◆ Instructions for the task ◆
The entries need to be copied exactly.

------ Data shown

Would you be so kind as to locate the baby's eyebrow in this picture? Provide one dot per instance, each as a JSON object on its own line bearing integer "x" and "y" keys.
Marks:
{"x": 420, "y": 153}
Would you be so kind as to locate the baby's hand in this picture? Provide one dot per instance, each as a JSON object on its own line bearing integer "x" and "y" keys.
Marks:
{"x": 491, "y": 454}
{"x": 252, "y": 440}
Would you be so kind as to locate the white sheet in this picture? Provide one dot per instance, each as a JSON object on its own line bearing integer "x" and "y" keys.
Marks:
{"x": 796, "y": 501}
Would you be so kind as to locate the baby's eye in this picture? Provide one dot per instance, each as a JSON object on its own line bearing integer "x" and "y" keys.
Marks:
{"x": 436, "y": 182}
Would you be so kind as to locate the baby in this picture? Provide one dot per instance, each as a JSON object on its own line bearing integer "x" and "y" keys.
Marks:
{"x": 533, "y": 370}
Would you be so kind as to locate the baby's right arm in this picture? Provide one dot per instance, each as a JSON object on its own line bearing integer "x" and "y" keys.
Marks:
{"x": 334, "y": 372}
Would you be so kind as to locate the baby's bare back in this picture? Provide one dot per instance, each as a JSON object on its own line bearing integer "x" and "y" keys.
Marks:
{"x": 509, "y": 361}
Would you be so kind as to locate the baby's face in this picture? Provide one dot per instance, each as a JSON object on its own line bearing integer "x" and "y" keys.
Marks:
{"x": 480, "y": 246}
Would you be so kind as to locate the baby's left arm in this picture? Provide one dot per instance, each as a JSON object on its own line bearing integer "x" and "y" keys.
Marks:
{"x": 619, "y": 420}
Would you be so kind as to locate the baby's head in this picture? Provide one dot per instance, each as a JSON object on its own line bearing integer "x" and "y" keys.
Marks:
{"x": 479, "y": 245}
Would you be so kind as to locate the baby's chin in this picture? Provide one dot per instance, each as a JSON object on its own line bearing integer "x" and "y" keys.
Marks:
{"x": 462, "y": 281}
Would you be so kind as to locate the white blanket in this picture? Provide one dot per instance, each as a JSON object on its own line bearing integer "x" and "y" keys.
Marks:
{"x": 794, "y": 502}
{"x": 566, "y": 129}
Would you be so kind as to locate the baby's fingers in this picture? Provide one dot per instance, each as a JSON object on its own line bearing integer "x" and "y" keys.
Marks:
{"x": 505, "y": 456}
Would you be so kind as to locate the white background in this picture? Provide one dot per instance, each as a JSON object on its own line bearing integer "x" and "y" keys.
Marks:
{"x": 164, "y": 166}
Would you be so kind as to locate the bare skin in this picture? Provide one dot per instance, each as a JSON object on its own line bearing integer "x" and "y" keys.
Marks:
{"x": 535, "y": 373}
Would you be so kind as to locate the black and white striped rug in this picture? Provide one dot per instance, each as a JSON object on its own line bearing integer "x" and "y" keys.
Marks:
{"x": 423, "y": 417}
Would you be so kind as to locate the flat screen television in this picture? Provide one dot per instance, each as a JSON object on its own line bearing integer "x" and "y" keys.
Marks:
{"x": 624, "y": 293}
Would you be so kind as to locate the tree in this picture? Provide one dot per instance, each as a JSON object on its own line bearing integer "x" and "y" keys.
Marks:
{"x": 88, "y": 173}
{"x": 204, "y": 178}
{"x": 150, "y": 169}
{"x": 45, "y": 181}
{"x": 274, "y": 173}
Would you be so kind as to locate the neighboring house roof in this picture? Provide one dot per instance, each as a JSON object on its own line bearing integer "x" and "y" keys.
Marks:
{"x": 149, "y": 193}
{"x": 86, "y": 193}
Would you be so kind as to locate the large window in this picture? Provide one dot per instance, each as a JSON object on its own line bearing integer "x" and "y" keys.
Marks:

------------

◆ Response ◆
Would you be so kind as to locate the baby's eyebrow in this picture? Provide one dot per instance, each as a JSON object on its own line bearing integer "x" and "y" keys.
Marks:
{"x": 420, "y": 153}
Would you be so kind as to locate the baby's hand in this picture? Provide one dot per instance, each as a JSON object on its own line bearing integer "x" and "y" keys.
Marks:
{"x": 491, "y": 454}
{"x": 252, "y": 440}
Would you be so kind as to locate the white sheet in this picture? Provide one dot per instance, each as a JSON object on its own line bearing integer "x" and "y" keys.
Marks:
{"x": 796, "y": 501}
Would you be so kind as to locate the baby's eye in this picture? Provide one dot per instance, each as a JSON object on its own line bearing integer "x" and "y" keys.
Marks:
{"x": 436, "y": 182}
Would you be so kind as to locate the baby in this picture? Provide one dot per instance, each as a JSON object on its own line bearing integer "x" and "y" keys.
Marks:
{"x": 533, "y": 370}
Would you be so kind as to locate the baby's right arm in this picture? Provide one dot per instance, each as a JSON object on its own line bearing integer "x" and "y" keys.
Marks:
{"x": 334, "y": 372}
Would you be so kind as to locate the baby's bare back in this picture? Provide one dot per instance, each as a JSON object on its own line bearing integer "x" and "y" keys.
Marks:
{"x": 509, "y": 361}
Would you be so kind as to locate the baby's face in this picture? Provide one dot per instance, each as a JSON object on its own line bearing integer "x" and "y" keys.
Marks:
{"x": 480, "y": 246}
Would you be so kind as to locate the baby's left arm in this picture? Provide one dot per instance, each as a JSON object on its own line bearing integer "x" and "y" keys.
Marks:
{"x": 619, "y": 420}
Would you be so kind as to locate the baby's head in this picture? Provide one dot per instance, each as a JSON object on its own line bearing integer "x" and "y" keys.
Marks:
{"x": 479, "y": 245}
Would you be so kind as to locate the baby's chin in this picture? Provide one dot per instance, each as a JSON object on its own line bearing integer "x" and "y" keys.
Marks:
{"x": 462, "y": 281}
Would you be so kind as to locate the white blanket in this picture? Provide one dot per instance, each as a JSON object on its own line bearing integer "x" and "y" keys.
Marks:
{"x": 794, "y": 502}
{"x": 566, "y": 129}
Would you be so kind as to locate the baby's fingers in this picture? Provide one dot per instance, each as a JSON object on its own line bearing integer "x" and "y" keys.
Marks:
{"x": 505, "y": 456}
Would you be so kind as to locate the white background in this picture? Provide one dot per instance, each as a JSON object on its own line bearing integer "x" and "y" keys.
Marks:
{"x": 164, "y": 166}
Would you be so kind as to locate the bare skin in this picture? Provide one dot per instance, each as a JSON object on its own line bearing integer "x" and "y" keys.
Marks:
{"x": 535, "y": 373}
Would you be so kind as to locate the black and white striped rug in this picture? Provide one dot per instance, each as a JSON object on its own line bearing integer "x" and "y" keys.
Marks:
{"x": 423, "y": 417}
Would you be so kind as to locate the flat screen television in this picture? Provide one dot per instance, each as a JSON object on its own line bearing integer "x" and "y" keys.
Marks:
{"x": 624, "y": 293}
Would you be so kind as to locate the tree in this picture? Provide one dot per instance, each as a JSON object on its own line bearing integer "x" and "y" keys.
Marks:
{"x": 88, "y": 173}
{"x": 204, "y": 178}
{"x": 150, "y": 169}
{"x": 45, "y": 181}
{"x": 274, "y": 173}
Would you be so kind as to locate the neighboring house roof in this picture? Provide one dot per instance, each as a JSON object on its own line bearing integer "x" and "y" keys.
Marks:
{"x": 149, "y": 193}
{"x": 86, "y": 193}
Would you be so kind as to locate the large window in this picture? Provide one dot per instance, each as a JSON object on its own line bearing integer "x" and "y" keys.
Marks:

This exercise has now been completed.